Thursday, January 22, 2026

An Astounding Survivor - The 1837 287 East 3rd Street

 

photograph by Carole Teller

In 1811, streets were laid out on paper that dissected land owned by Nicholas and Elizabeth Fish.  Within two decades those pencil lines became actual thoroughfares.  In 1837, ship carver Charles Dodge erected a row of brick-faced houses on the north side of East 3rd Street between Avenues C and D.  Each 22-feet-wide and three stories tall above English basements, they were early examples of the blossoming Greek Revival style.  Dodge's builder designed them as mirror-image pairs that shared a stoop divided by an iron railing.  The side-by-side entrances were framed by brownstone Ionic pilasters that upheld a single layered entablature and molded cornice.

Charles Dodge apparently negotiated a deal with Elizabeth Stuyvesant Fish (Nicholas died in 1833) regarding ownership of certain properties.  Upon her death in 1854, 287 East 3rd Street passed to her children: Susan Elizabeth, Margaret Ann, Hamilton and Elizabeth Sara.  There is no indication that any of the well-to-do and distinguished Fish siblings ever lived in the house.

At the time of Elizabeth Stuyvesant Fish's death, the neighborhood around 287 East 3rd Street was the center of New York's German community.  Only Berlin and Vienna had a larger German-speaking population.  No. 287 East 3rd Street would have been home to multiple families.  The Fish heirs retained ownership until October 1882, when they sold the house to Robert P. and Julia Kean Barry for $5,270 (about $167,000 in 2026 terms).

The sale did not end the Fish family's ties to the property.  Born in 1843, Julia K. Barry was the daughter of Margaret Ann Fish and John Neilson.  (Her great-grandfather, General John Neilson had served in the Revolutionary War with Nicholas Fish.)  Robert Peabody Barry also had a sterling pedigree, a member of the fourth generation of Barrys in New York.  The couple was married on April 19, 1866.  They would be long-distance landlords--they lived in Virginia.

While 287 East 3rd Street was owned by distinguished figures, its tenants were working class.  Living here in 1897, for instance, was mechanic E. Matthews.  He was at work in a Harlem theatre, the Metropolis, at 142nd Street and Third Avenue on August 29 that year.  High above the stage, he lost his grip and fell 60 feet.  The New York Herald reported that he "received injuries which proved fatal three hours later."

Matthews's English surname was an anomaly within the mostly German rooming house tenants.  More common were names like Lester W. Eisenberg (who was made a commissioner of deeds in 1901 and 1902), Max Schiller, and Dora Bruder.

> **Task requirements**:
**1.** Answer these about the article on 287 East 3rd Street, one per line:
(a) What was Charles Dodge's trade?
(b) For what price did the Fish heirs sell the house in October 1882?
(c) How far did E. Matthews fall at the Metropolis theatre?
**2.** Supply what comes next in the article on 287 East 3rd Street, picking up after its final sentence.

> **Record list**:
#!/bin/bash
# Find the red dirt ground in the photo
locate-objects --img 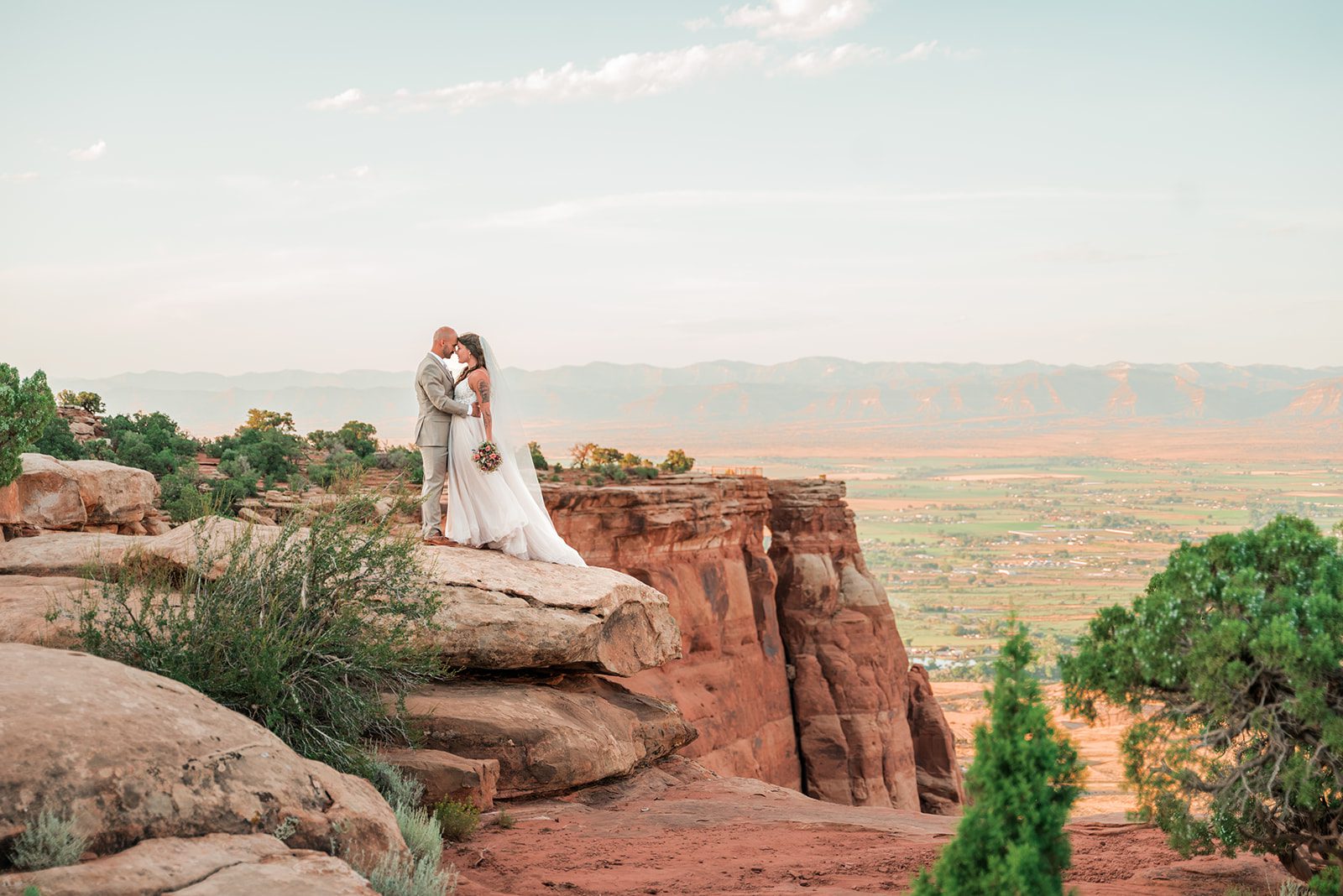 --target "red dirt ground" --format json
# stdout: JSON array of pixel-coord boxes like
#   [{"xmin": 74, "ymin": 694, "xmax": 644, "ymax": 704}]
[{"xmin": 447, "ymin": 761, "xmax": 1285, "ymax": 896}]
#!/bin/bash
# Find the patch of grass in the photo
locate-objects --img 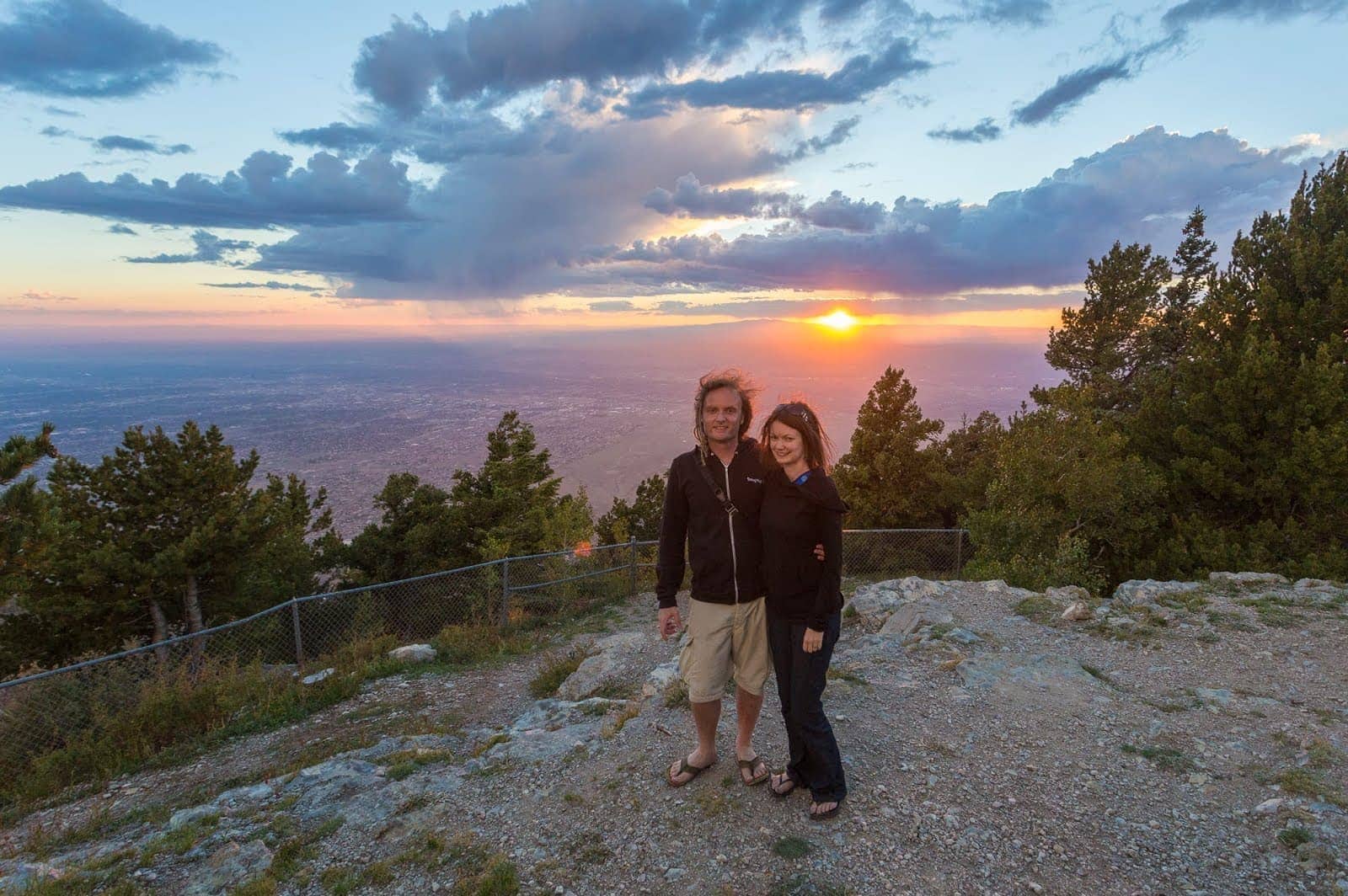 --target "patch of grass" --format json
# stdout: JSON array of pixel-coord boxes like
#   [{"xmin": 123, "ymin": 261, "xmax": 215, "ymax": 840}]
[
  {"xmin": 1272, "ymin": 768, "xmax": 1348, "ymax": 808},
  {"xmin": 229, "ymin": 874, "xmax": 276, "ymax": 896},
  {"xmin": 447, "ymin": 834, "xmax": 519, "ymax": 896},
  {"xmin": 665, "ymin": 679, "xmax": 693, "ymax": 709},
  {"xmin": 1119, "ymin": 744, "xmax": 1196, "ymax": 772},
  {"xmin": 140, "ymin": 815, "xmax": 220, "ymax": 867},
  {"xmin": 473, "ymin": 732, "xmax": 510, "ymax": 757},
  {"xmin": 1081, "ymin": 663, "xmax": 1114, "ymax": 687},
  {"xmin": 318, "ymin": 865, "xmax": 362, "ymax": 896},
  {"xmin": 380, "ymin": 749, "xmax": 457, "ymax": 781},
  {"xmin": 1013, "ymin": 595, "xmax": 1061, "ymax": 625},
  {"xmin": 602, "ymin": 701, "xmax": 642, "ymax": 739},
  {"xmin": 1240, "ymin": 595, "xmax": 1303, "ymax": 628},
  {"xmin": 364, "ymin": 861, "xmax": 396, "ymax": 887},
  {"xmin": 693, "ymin": 790, "xmax": 730, "ymax": 817},
  {"xmin": 1306, "ymin": 737, "xmax": 1344, "ymax": 768},
  {"xmin": 575, "ymin": 844, "xmax": 613, "ymax": 865},
  {"xmin": 1278, "ymin": 824, "xmax": 1310, "ymax": 851},
  {"xmin": 773, "ymin": 837, "xmax": 814, "ymax": 858},
  {"xmin": 528, "ymin": 644, "xmax": 591, "ymax": 699},
  {"xmin": 825, "ymin": 665, "xmax": 871, "ymax": 687}
]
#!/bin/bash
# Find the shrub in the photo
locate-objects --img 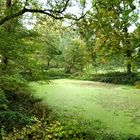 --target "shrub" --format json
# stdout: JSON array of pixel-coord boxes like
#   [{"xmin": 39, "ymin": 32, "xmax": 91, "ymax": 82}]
[
  {"xmin": 92, "ymin": 72, "xmax": 140, "ymax": 85},
  {"xmin": 0, "ymin": 111, "xmax": 31, "ymax": 130},
  {"xmin": 46, "ymin": 68, "xmax": 69, "ymax": 79},
  {"xmin": 3, "ymin": 118, "xmax": 87, "ymax": 140},
  {"xmin": 134, "ymin": 81, "xmax": 140, "ymax": 89},
  {"xmin": 0, "ymin": 89, "xmax": 9, "ymax": 111}
]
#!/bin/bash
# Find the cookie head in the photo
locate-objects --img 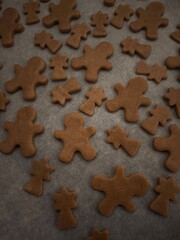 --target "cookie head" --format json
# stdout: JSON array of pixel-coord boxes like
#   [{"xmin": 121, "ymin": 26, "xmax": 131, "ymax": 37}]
[
  {"xmin": 64, "ymin": 112, "xmax": 84, "ymax": 128},
  {"xmin": 17, "ymin": 106, "xmax": 36, "ymax": 122},
  {"xmin": 148, "ymin": 2, "xmax": 165, "ymax": 16}
]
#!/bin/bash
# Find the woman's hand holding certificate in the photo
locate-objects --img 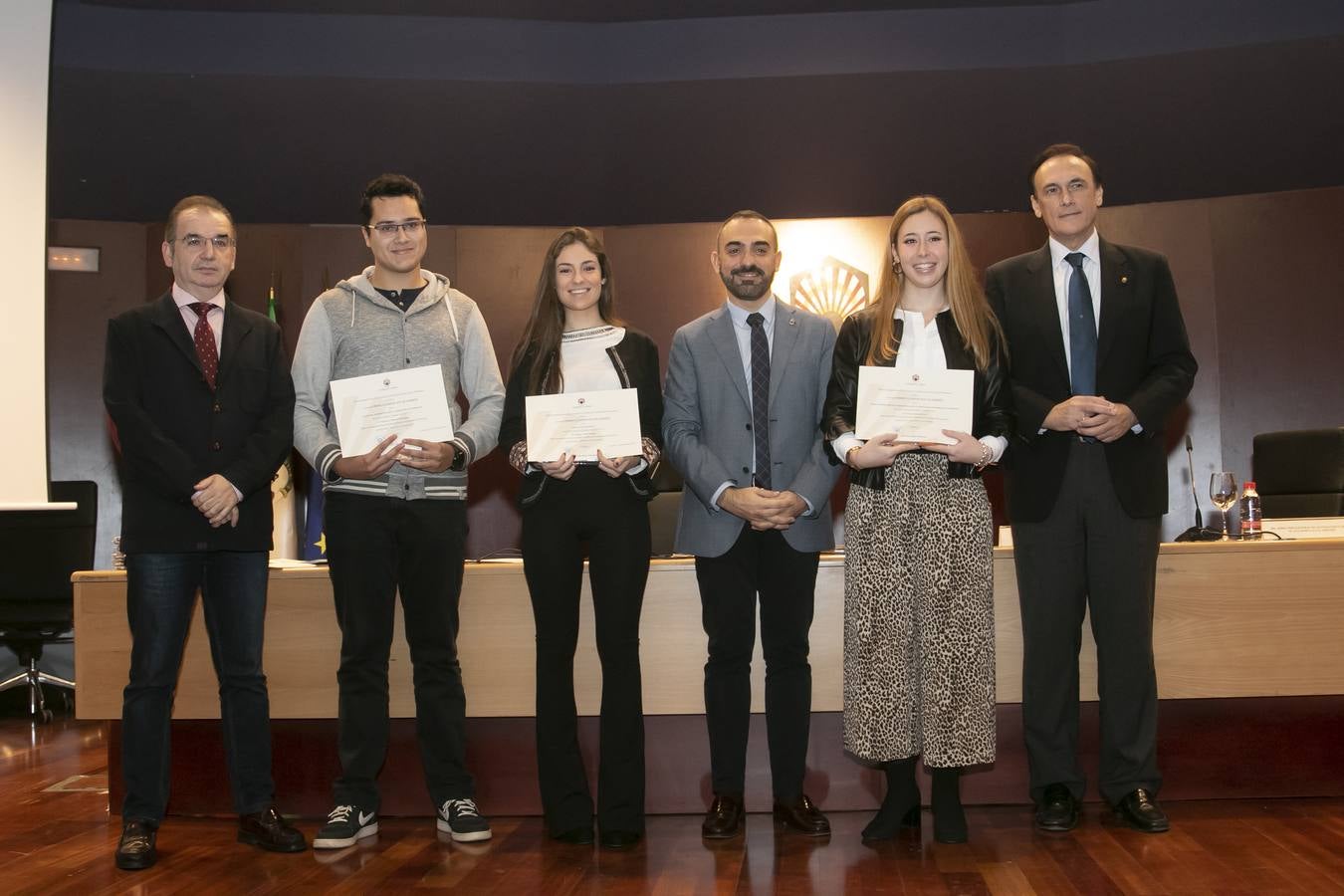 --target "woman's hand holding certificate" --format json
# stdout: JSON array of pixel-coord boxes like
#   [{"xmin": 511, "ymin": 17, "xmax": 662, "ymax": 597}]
[
  {"xmin": 855, "ymin": 366, "xmax": 976, "ymax": 445},
  {"xmin": 526, "ymin": 388, "xmax": 644, "ymax": 467}
]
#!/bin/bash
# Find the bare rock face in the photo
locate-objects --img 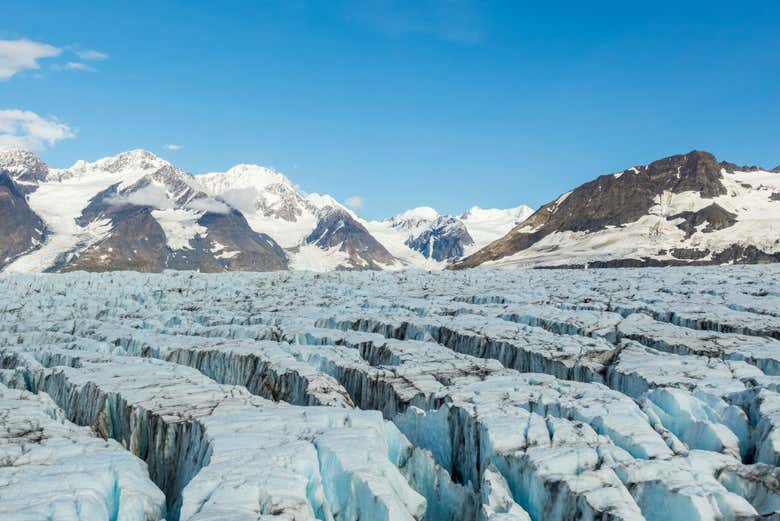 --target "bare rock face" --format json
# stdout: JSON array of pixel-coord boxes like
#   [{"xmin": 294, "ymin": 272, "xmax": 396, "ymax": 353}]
[
  {"xmin": 453, "ymin": 151, "xmax": 777, "ymax": 269},
  {"xmin": 166, "ymin": 210, "xmax": 287, "ymax": 272},
  {"xmin": 0, "ymin": 149, "xmax": 49, "ymax": 186},
  {"xmin": 406, "ymin": 216, "xmax": 474, "ymax": 262},
  {"xmin": 306, "ymin": 207, "xmax": 395, "ymax": 270},
  {"xmin": 0, "ymin": 171, "xmax": 46, "ymax": 269},
  {"xmin": 673, "ymin": 203, "xmax": 737, "ymax": 237},
  {"xmin": 62, "ymin": 205, "xmax": 168, "ymax": 273}
]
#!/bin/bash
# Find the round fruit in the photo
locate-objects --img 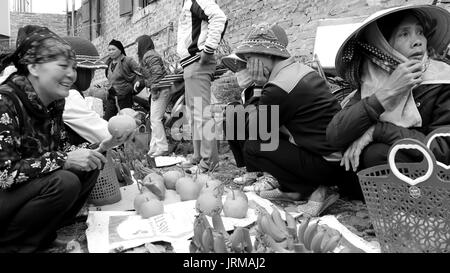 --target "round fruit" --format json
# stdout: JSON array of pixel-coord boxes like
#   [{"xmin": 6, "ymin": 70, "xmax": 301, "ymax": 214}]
[
  {"xmin": 201, "ymin": 179, "xmax": 224, "ymax": 196},
  {"xmin": 223, "ymin": 190, "xmax": 248, "ymax": 219},
  {"xmin": 175, "ymin": 177, "xmax": 200, "ymax": 201},
  {"xmin": 195, "ymin": 191, "xmax": 223, "ymax": 216},
  {"xmin": 133, "ymin": 191, "xmax": 158, "ymax": 214},
  {"xmin": 163, "ymin": 190, "xmax": 181, "ymax": 205},
  {"xmin": 195, "ymin": 173, "xmax": 212, "ymax": 188},
  {"xmin": 140, "ymin": 199, "xmax": 164, "ymax": 219},
  {"xmin": 163, "ymin": 171, "xmax": 183, "ymax": 190},
  {"xmin": 108, "ymin": 115, "xmax": 136, "ymax": 136}
]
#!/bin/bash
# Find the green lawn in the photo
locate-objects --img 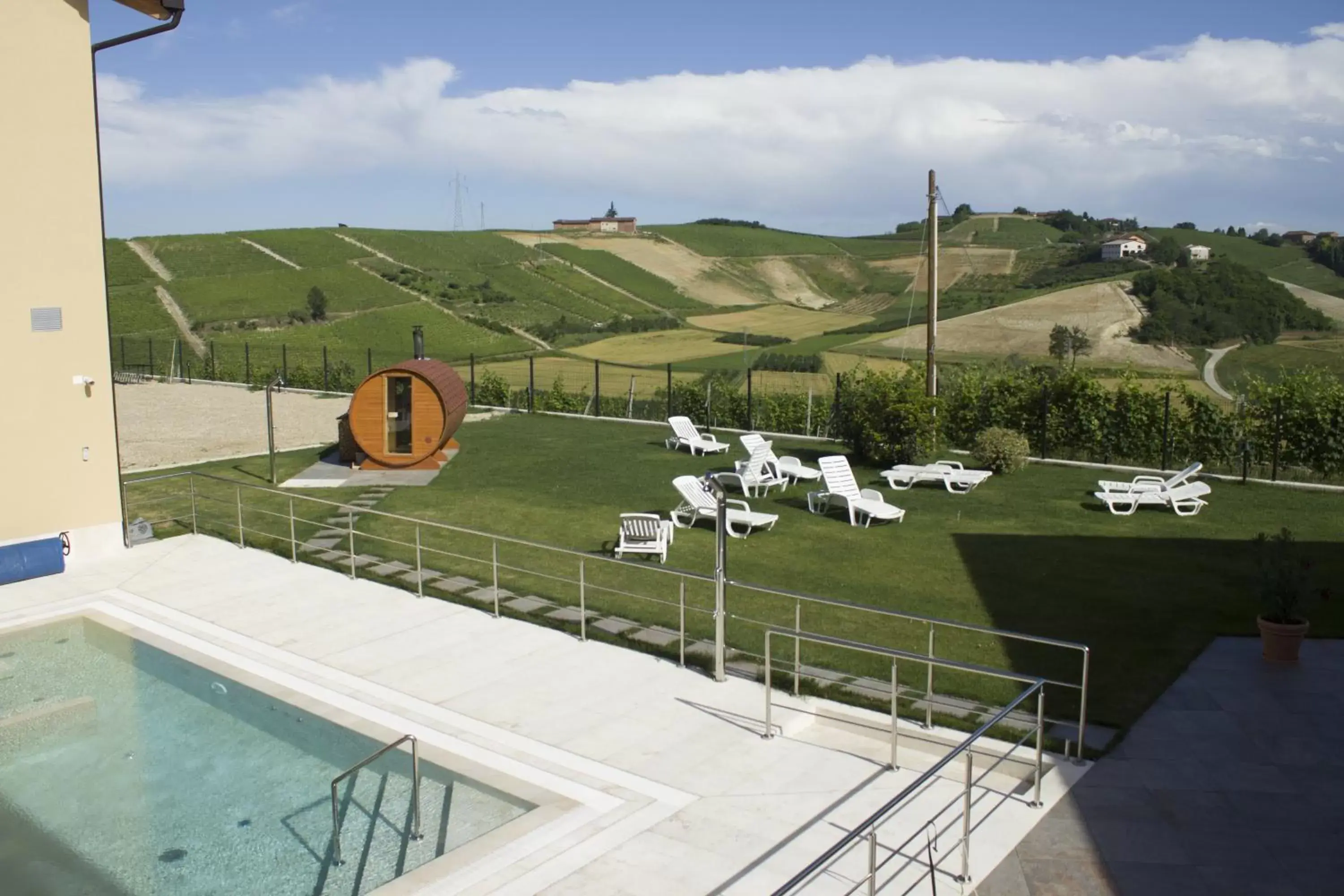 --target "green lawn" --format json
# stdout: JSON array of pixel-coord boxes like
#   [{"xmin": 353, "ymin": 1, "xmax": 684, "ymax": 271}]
[
  {"xmin": 103, "ymin": 239, "xmax": 159, "ymax": 288},
  {"xmin": 641, "ymin": 224, "xmax": 841, "ymax": 258},
  {"xmin": 230, "ymin": 227, "xmax": 370, "ymax": 267},
  {"xmin": 130, "ymin": 415, "xmax": 1344, "ymax": 725},
  {"xmin": 540, "ymin": 243, "xmax": 704, "ymax": 309},
  {"xmin": 1218, "ymin": 339, "xmax": 1344, "ymax": 386},
  {"xmin": 136, "ymin": 234, "xmax": 293, "ymax": 278},
  {"xmin": 168, "ymin": 264, "xmax": 415, "ymax": 324}
]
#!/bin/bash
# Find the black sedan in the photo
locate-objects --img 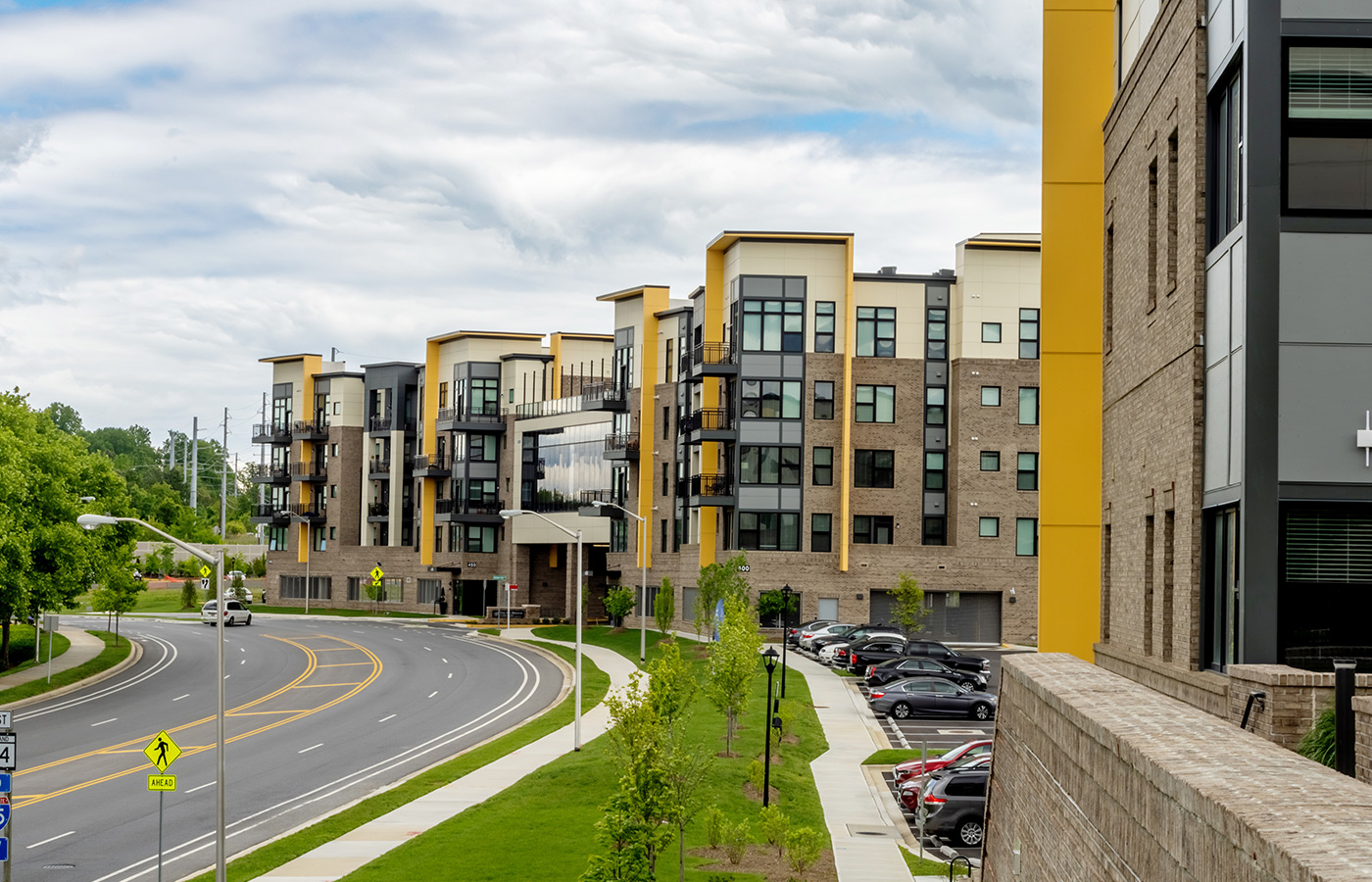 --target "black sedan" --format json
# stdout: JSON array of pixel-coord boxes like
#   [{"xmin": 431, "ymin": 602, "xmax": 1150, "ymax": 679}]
[
  {"xmin": 865, "ymin": 656, "xmax": 987, "ymax": 691},
  {"xmin": 867, "ymin": 676, "xmax": 996, "ymax": 720}
]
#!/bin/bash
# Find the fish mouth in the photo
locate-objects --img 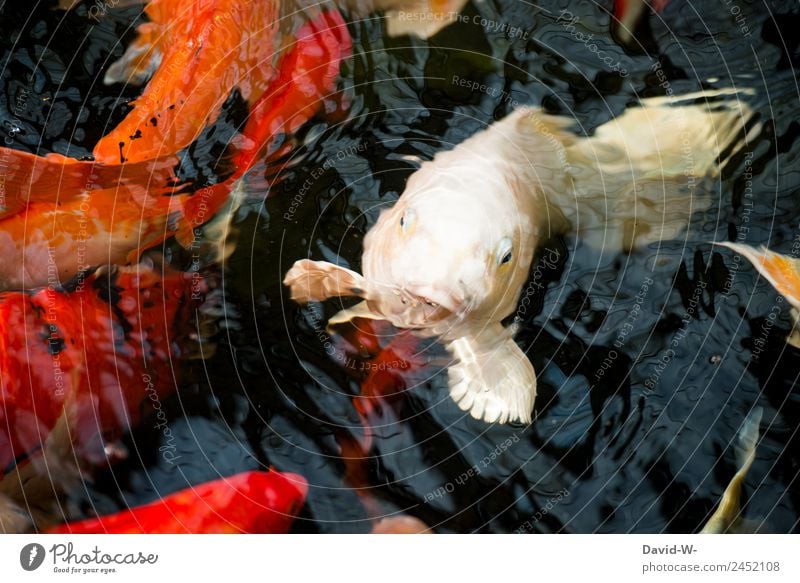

> **Final answers**:
**1.**
(a) Ship carver
(b) $5,270
(c) 60 feet

**2.**
On June 18, 1905, Max Schiller attended an outing of German families at a picnic grounds in Queens.  (It was most likely a church event.)   He boarded a trolly car of the Brooklyn Rapid Transit heading home that night.  It smashed into another trolly car at around 10:00.  "Both cars were crowded with men and women who were homeward bound from the picnic grounds," said The Sun.  Max Schiller and five others were "painfully injured," but he was able to go home after having his cuts and bruises dressed.

Living in the house at the same time, Dora Bruder held an interesting job.  She taught embroidery in the New York public vacation schools.

Around 1912, Jacob Beyerle acquired 287 East 3rd Street.  While continuing to rent rooms, he moved into the house with his widowed mother, Margeritte Geier Bayerle, and his unmarried sister, Philippine.  (Frustratingly, Philippine's name was alternately spelled Phillippina, Philippina, and Phillippine in documents.)

Born in 1869, Jacob was the youngest of eight children of Johann and Margeritte, who were 48 and 41 years old, respectively, at the time.   He never married.

In 1913 Bayerle hired architect Louis E. Muller to update the house with plumbing and "new partitions."  (The new walls most likely referred to the installation of bathrooms or water closets.)  The renovations cost him the equivalent of about $32,700 today.

Jacob Bayerle died in the house on May 8, 1914 at the age of 45.  His funeral was held in the parlor three days later.  He left a $2,000 "personalty in trust" to his mother (about $65,000 today), and the remainder of his estate to his sisters Philippine, Maggie and Elizabeth.  

Philippine, who received the title to 287 East 3rd Street, continued to take in roomers.  The Schroeder family lived here in 1915 when 11-year-old George went to the Brighton Beach race track on April 18 to see the motorcycle races.  The New York Herald reported that Thomas Sylvester, "was racing his motorcycle about the track when he lost control of it, and it shot over the rim and into a crowd of several hundred persons."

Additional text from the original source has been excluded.